Skip to main content

Text filter designed to cleanse text of profanity and offensive language, specifically tailored for Ukrainian, Russian, and Surzhik.

Project description

slaviclean

Python Versions Version

SlaviCleaner is a profanity filtering library designed for cleaning text from offensive language, specifically tailored for Ukrainian and Russian languages. It detects, masks, and reports offensive words while providing different levels of filtering.

This module uses spaCy for natural language processing and employs advanced techniques for detecting profanities, including handling obfuscated words, variants of swear words, and morphology forms.

Features

  • Detects and masks offensive words in slavic languages (Ukrainian, Russian).

**MATERIAL:**
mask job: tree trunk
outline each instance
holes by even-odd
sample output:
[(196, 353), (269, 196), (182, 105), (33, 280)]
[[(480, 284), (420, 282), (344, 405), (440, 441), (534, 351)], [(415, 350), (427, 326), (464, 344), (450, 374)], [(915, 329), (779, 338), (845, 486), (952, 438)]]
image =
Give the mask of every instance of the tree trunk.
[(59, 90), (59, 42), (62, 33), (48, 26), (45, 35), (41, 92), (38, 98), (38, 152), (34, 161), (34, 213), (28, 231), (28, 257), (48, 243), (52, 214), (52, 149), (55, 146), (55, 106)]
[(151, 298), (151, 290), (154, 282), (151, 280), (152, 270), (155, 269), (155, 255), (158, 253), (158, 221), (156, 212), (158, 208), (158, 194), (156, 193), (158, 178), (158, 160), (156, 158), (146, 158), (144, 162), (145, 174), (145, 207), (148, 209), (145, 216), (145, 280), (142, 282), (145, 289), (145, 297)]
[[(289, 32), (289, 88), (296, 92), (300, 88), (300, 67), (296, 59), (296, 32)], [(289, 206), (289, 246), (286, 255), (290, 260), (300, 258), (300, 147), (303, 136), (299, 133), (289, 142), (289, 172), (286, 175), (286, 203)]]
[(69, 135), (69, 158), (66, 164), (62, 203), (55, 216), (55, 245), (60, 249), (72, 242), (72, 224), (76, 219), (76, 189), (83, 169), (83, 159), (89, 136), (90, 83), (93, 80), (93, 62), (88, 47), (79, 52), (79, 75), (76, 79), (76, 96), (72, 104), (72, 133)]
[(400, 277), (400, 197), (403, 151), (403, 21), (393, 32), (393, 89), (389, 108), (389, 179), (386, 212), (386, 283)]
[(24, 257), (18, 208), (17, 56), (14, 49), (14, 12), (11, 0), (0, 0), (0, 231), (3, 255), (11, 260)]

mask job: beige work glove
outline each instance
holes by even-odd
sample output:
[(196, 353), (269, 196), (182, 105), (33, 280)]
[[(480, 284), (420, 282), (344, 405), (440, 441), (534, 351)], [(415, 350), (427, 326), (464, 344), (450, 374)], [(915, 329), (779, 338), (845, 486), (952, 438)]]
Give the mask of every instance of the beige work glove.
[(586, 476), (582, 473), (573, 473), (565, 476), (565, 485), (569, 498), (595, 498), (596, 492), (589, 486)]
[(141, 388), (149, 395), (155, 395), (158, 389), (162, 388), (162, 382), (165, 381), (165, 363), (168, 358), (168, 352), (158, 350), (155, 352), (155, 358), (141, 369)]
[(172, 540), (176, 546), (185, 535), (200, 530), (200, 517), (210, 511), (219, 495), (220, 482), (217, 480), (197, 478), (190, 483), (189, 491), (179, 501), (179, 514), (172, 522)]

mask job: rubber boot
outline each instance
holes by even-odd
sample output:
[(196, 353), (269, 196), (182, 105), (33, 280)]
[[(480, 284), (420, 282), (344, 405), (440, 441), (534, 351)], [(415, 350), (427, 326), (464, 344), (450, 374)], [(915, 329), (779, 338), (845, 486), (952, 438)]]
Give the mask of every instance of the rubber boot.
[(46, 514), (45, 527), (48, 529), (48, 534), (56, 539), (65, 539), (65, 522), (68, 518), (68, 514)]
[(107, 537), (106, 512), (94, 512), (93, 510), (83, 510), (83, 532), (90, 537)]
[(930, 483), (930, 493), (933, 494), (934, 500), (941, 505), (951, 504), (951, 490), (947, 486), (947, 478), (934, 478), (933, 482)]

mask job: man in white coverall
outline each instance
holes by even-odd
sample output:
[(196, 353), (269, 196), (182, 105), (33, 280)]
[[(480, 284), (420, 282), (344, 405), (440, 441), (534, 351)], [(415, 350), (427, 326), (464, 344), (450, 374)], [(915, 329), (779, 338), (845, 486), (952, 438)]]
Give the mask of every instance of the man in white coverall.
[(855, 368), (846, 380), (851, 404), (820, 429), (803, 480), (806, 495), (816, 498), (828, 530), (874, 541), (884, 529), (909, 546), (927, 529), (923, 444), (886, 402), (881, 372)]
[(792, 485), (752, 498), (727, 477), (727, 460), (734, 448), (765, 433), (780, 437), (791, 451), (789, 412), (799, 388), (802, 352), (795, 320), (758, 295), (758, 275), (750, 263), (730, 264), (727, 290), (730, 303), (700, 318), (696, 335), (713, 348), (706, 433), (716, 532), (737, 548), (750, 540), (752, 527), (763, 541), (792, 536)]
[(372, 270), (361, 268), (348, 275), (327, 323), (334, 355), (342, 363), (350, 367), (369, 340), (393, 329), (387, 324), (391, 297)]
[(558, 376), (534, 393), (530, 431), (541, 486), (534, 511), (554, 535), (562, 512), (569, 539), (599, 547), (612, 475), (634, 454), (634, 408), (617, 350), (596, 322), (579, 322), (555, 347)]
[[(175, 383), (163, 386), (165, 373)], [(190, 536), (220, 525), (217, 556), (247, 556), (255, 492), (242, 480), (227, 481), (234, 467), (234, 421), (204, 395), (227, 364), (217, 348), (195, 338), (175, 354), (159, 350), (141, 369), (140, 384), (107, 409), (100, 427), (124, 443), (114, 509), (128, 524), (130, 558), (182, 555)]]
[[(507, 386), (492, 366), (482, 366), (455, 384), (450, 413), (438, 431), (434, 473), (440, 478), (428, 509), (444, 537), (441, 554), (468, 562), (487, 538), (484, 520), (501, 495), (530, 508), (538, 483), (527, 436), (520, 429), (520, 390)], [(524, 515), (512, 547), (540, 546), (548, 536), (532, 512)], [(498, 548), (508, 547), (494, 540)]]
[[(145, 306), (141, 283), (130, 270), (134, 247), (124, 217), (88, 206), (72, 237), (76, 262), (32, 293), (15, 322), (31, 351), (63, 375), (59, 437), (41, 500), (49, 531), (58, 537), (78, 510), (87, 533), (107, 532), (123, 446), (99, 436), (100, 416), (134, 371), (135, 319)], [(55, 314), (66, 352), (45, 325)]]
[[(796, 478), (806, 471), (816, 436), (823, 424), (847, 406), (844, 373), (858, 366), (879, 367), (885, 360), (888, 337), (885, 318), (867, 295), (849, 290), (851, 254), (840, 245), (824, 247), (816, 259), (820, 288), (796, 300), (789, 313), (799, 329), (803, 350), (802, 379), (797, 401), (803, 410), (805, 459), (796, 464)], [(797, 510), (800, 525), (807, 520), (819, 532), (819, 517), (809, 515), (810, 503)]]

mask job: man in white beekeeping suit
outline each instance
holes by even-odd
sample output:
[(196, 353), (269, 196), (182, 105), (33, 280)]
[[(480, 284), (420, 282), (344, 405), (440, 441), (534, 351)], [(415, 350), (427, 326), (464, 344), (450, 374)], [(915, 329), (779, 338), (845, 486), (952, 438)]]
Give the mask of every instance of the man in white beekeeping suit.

**EXERCISE PROMPT:** Print, word for word, the part of the profanity-filter description that opens with the words containing "Skip to main" and closes with "levels of filtering.". The rows were taken from a separate source.

**FULL ANSWER:**
Skip to main content

Text filter designed to cleanse text of profanity and offensive language, specifically tailored for Ukrainian, Russian, and Surzhik.

Project description

slaviclean

Python Versions Version

SlaviCleaner is a profanity filtering library designed for cleaning text from offensive language, specifically tailored for Ukrainian and Russian languages. It detects, masks, and reports offensive words while providing different levels of filtering.